## Start
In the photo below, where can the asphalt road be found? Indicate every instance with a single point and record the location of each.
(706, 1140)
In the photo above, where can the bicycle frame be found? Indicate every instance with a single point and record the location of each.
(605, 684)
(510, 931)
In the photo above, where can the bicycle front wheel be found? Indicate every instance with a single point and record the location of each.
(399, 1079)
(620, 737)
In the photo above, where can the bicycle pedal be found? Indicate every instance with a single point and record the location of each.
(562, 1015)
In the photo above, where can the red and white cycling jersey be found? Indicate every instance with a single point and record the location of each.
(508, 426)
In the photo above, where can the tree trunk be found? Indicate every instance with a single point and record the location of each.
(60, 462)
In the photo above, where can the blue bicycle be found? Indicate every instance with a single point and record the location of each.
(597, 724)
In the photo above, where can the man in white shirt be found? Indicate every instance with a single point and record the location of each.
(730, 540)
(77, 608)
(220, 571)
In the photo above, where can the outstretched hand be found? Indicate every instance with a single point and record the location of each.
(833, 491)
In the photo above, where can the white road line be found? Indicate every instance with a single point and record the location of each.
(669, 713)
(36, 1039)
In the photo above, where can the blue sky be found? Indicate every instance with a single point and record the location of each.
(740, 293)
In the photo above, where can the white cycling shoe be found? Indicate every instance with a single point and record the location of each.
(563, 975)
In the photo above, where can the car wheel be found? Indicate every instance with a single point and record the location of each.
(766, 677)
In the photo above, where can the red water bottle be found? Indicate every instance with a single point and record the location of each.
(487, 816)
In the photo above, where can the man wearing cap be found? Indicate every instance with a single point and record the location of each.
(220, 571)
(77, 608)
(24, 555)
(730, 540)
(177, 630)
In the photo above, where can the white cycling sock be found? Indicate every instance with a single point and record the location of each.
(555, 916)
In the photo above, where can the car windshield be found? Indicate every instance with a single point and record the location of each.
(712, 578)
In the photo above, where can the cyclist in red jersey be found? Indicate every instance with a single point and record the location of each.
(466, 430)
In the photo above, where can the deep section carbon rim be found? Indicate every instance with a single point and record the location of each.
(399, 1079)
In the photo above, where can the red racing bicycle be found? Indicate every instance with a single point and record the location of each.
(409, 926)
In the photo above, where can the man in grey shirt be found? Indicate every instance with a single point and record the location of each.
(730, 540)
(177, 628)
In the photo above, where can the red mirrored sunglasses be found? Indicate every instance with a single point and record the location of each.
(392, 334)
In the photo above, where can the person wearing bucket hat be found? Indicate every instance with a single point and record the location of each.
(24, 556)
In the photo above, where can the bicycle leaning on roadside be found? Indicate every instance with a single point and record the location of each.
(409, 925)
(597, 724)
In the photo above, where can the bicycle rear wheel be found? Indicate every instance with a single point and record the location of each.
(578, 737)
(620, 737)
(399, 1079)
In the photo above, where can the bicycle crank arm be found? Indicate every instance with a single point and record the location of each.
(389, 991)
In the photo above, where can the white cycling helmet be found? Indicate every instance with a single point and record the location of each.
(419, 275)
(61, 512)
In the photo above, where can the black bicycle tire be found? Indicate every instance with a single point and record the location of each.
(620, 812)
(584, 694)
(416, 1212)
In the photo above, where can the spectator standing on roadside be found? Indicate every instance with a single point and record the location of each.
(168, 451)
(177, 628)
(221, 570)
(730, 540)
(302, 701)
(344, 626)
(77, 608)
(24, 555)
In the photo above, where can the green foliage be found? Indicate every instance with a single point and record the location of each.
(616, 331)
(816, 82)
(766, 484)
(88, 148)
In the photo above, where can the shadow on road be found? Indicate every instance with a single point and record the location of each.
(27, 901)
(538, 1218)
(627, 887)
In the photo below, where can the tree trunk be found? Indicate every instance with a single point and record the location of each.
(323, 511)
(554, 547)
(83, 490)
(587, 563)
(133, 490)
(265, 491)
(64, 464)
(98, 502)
## End
Please print the rows word for word, starting with the line that contains "In the photo above, where can the white cycling helmet" and ending with the final row, both included.

In the photo above, where can the white cycling helmet be found? Indicate every instance with a single point and record the location of each.
(419, 275)
(61, 512)
In the photo above, where can the black bicycle tire be found? Indicate every instance with a single point and record the location of each.
(620, 812)
(584, 694)
(416, 1212)
In the photo above, where can the spectator standing on roadside be found? Indicate every instance with a single point and record the location of each.
(168, 451)
(177, 628)
(221, 570)
(730, 540)
(302, 701)
(344, 626)
(77, 608)
(24, 555)
In the photo above, where can the green foliage be found? Indicate every instance with a single point and record the location of each.
(616, 331)
(816, 82)
(766, 484)
(88, 148)
In the photo above, where can the shadow on road be found? Indicate every instance with a single point and record the location of each.
(27, 901)
(538, 1218)
(627, 887)
In the photo below, where can the tree trunk be found? Indicate every instance with a single point and record the location of each.
(323, 511)
(554, 547)
(83, 490)
(587, 563)
(133, 490)
(265, 491)
(64, 464)
(98, 502)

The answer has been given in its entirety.